## WHAT TO DO
Check every line of the entries for "below", and copy the lines that hold it.

■ ■ ■ ■ ■

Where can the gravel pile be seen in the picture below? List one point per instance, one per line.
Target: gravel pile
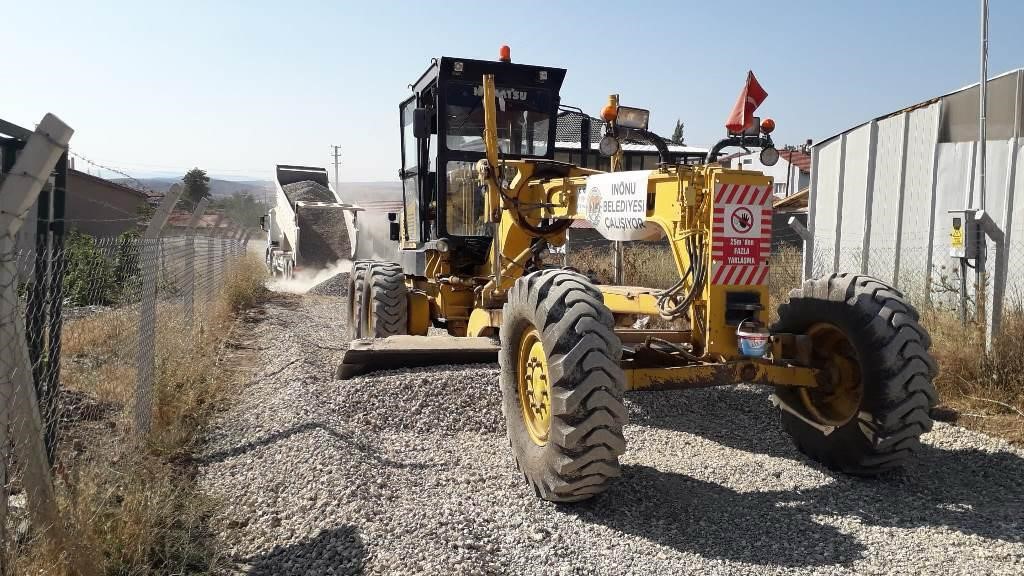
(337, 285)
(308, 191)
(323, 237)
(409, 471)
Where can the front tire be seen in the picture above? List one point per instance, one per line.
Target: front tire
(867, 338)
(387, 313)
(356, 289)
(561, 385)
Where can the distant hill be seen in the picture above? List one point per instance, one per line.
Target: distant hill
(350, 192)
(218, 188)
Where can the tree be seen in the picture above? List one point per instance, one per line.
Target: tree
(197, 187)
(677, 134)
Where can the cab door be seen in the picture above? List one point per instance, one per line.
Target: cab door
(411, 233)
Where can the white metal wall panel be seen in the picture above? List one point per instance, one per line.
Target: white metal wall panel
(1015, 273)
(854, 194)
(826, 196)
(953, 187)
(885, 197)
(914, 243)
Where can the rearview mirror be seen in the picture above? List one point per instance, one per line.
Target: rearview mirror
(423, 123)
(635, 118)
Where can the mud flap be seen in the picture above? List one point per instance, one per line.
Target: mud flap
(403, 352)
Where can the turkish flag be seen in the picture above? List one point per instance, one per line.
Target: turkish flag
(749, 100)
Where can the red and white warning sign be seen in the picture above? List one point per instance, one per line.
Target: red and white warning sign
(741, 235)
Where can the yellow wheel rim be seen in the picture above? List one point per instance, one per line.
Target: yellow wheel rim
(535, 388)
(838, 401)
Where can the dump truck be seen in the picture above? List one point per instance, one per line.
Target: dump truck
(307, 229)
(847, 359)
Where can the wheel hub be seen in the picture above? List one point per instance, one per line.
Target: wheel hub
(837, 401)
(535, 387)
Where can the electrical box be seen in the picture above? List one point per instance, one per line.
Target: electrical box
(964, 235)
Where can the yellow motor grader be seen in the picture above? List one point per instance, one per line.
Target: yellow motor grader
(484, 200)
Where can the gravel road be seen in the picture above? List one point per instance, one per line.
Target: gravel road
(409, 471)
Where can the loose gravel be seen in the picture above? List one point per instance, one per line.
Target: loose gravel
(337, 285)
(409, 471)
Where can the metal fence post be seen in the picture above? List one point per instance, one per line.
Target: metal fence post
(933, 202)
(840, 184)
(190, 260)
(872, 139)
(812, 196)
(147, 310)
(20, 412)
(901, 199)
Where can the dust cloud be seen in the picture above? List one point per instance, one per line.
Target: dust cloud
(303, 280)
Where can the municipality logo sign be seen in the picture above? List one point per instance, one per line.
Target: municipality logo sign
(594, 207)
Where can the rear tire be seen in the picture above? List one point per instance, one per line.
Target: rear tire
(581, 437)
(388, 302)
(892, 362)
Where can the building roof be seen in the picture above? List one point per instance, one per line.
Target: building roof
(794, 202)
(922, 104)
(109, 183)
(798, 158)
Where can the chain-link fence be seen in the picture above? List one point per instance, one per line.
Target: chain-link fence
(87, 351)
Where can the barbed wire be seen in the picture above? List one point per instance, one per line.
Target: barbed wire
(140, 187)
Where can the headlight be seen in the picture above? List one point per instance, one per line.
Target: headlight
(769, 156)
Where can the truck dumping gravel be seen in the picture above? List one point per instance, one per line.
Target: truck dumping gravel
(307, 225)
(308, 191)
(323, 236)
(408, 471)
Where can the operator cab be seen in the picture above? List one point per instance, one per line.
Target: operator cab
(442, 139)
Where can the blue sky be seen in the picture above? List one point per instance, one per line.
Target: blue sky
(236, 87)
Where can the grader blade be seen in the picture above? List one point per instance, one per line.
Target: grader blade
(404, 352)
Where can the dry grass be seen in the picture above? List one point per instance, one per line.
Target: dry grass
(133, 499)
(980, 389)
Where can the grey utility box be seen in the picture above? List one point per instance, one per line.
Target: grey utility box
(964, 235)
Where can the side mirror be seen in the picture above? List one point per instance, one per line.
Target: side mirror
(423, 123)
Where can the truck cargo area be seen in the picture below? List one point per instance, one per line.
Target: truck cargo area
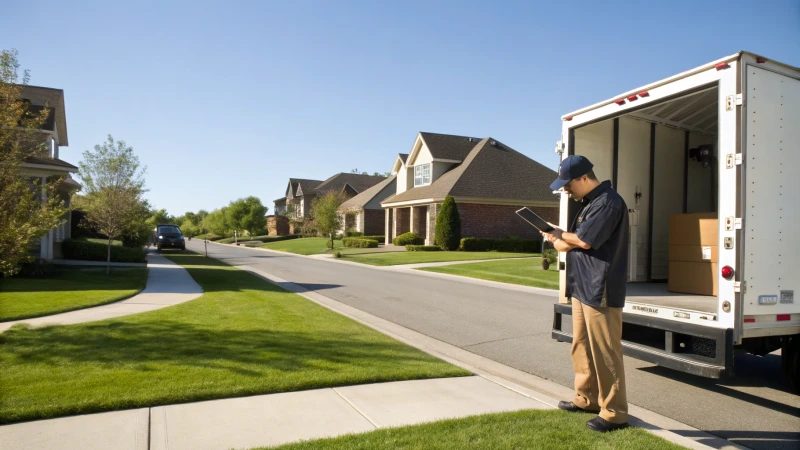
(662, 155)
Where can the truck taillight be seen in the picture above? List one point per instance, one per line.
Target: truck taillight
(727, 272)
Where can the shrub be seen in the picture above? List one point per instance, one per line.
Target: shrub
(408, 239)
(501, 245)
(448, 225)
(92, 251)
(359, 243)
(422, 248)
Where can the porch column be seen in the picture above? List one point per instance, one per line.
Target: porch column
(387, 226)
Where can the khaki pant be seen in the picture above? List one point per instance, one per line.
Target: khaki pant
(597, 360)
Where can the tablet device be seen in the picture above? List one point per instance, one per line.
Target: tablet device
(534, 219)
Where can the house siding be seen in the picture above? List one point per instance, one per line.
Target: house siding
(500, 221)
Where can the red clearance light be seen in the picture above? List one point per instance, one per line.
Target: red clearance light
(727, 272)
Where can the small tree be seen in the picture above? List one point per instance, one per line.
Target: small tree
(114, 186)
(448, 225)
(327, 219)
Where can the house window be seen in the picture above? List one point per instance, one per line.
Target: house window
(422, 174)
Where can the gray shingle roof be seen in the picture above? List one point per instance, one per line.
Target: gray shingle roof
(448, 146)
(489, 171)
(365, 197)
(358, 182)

■ ■ ■ ■ ■

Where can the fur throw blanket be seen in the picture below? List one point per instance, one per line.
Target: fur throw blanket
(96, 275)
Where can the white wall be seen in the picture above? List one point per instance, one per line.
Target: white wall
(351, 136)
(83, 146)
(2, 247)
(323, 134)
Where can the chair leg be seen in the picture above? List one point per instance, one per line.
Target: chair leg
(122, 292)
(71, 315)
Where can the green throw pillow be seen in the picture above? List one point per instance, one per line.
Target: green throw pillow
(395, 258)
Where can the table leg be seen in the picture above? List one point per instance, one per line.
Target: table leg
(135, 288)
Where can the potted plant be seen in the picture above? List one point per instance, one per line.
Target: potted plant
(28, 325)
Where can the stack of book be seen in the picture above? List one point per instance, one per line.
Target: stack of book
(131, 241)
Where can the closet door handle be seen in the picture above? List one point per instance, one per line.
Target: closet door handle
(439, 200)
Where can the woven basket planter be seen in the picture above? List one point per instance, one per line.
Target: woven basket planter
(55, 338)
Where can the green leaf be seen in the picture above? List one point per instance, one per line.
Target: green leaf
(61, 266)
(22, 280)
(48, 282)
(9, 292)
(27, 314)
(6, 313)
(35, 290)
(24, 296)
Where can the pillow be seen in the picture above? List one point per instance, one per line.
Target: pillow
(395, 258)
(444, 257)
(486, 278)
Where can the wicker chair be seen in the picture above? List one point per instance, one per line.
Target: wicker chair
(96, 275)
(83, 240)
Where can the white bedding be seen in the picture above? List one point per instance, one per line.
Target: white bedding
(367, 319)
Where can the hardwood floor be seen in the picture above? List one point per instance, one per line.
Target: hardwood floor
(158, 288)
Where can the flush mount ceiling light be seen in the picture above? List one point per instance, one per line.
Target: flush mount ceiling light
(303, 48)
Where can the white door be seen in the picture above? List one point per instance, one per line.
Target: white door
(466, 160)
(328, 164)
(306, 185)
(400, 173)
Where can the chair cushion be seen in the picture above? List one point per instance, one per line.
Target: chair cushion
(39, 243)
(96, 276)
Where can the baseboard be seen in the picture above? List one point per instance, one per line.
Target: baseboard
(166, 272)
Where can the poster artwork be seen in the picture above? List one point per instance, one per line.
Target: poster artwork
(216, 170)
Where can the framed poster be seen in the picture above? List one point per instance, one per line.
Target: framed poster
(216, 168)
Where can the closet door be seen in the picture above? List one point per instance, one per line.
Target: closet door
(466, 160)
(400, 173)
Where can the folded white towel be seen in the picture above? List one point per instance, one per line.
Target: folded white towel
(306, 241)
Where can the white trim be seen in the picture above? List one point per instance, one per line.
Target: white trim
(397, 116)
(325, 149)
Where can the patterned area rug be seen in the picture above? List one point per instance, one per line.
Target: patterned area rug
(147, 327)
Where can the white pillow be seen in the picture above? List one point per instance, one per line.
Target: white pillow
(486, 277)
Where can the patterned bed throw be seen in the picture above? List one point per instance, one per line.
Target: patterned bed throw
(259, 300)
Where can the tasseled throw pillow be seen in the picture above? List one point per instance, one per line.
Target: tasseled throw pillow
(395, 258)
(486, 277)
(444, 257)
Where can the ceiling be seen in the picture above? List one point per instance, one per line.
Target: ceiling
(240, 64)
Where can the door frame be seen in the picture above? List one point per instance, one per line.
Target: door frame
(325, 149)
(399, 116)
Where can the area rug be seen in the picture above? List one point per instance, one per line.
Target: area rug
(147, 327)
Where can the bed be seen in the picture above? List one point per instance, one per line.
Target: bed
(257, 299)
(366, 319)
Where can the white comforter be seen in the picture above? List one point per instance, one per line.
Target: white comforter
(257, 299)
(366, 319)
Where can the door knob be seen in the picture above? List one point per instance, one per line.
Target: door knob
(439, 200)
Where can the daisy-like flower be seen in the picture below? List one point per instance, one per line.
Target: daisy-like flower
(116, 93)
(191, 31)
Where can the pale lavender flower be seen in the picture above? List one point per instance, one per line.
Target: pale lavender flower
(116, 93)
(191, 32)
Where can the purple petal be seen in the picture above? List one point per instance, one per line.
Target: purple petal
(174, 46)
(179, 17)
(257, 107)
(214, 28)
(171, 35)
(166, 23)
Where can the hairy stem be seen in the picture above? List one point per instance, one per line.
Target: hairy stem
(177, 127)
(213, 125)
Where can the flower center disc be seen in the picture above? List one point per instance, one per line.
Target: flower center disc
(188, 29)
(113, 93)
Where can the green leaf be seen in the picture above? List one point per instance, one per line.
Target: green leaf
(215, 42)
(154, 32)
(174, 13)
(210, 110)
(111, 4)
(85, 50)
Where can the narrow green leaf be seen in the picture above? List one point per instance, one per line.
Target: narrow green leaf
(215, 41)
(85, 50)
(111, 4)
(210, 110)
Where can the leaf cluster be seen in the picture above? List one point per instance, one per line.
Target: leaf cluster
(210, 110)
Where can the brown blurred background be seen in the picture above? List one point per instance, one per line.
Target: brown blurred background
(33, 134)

■ ■ ■ ■ ■

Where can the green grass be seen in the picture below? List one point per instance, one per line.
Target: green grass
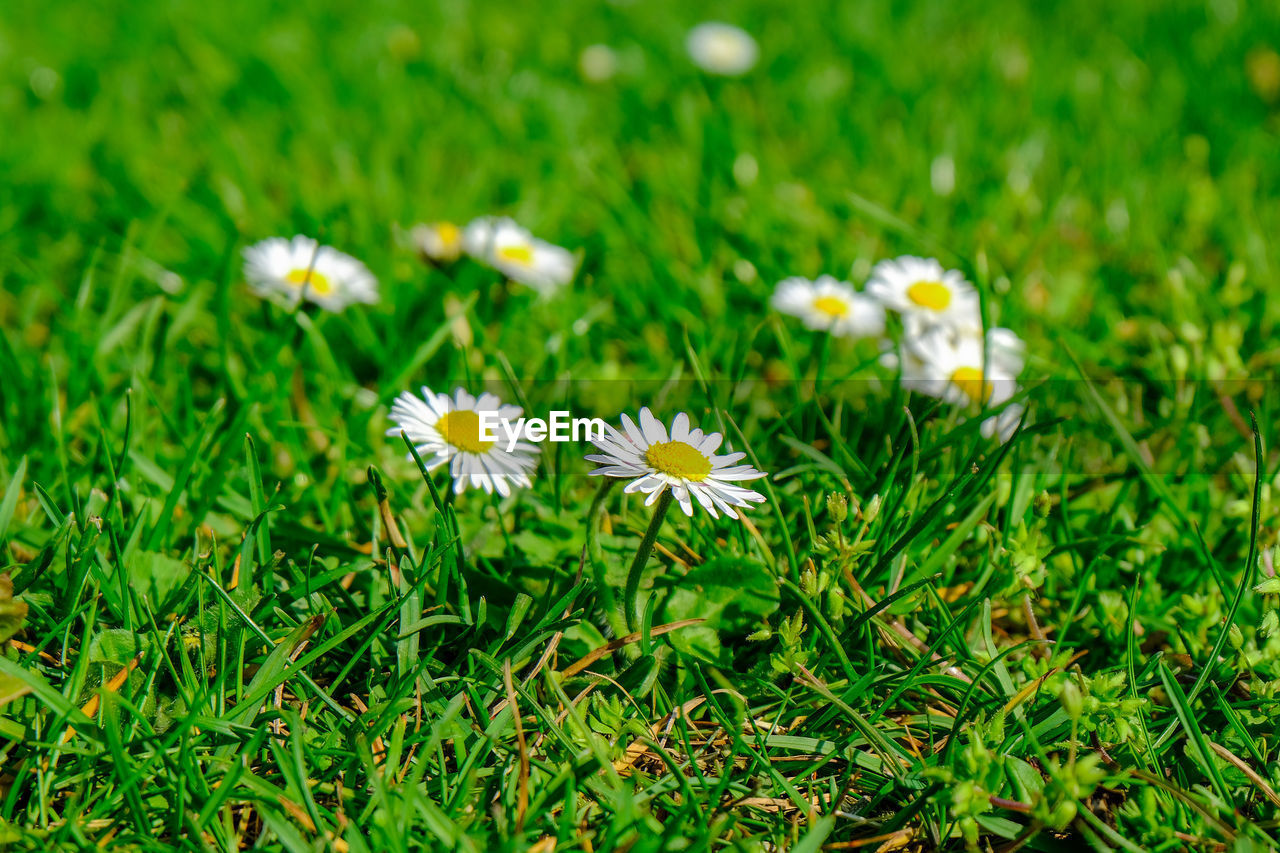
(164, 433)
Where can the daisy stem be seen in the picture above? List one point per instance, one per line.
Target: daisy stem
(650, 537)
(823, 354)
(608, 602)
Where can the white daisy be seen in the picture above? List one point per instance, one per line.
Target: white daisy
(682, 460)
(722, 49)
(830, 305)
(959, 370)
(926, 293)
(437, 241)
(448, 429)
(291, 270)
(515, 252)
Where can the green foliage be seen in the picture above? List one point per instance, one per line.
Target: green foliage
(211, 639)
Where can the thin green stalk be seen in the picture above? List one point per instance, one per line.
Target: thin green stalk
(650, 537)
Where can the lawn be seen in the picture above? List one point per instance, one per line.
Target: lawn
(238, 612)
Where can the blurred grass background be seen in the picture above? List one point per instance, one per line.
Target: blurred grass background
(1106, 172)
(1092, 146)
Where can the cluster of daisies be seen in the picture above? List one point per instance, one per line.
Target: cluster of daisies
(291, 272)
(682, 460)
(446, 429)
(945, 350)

■ ■ ■ ■ ■

## SOLUTION TO THIS PROBLEM
Where can the gravel pile be seen in the picture below? List one point per instance, one per line.
Where can the truck cargo area be seen in the picture below? List one point per instance, one per line.
Where can the fur throw blanket be seen in the picture below? List one point per instance, one per line.
Where can the daisy-like flower be seen in the picture below? List one point per instance, one per line.
Where can the green grass be seen in the picture below? List one point per instance, one per line.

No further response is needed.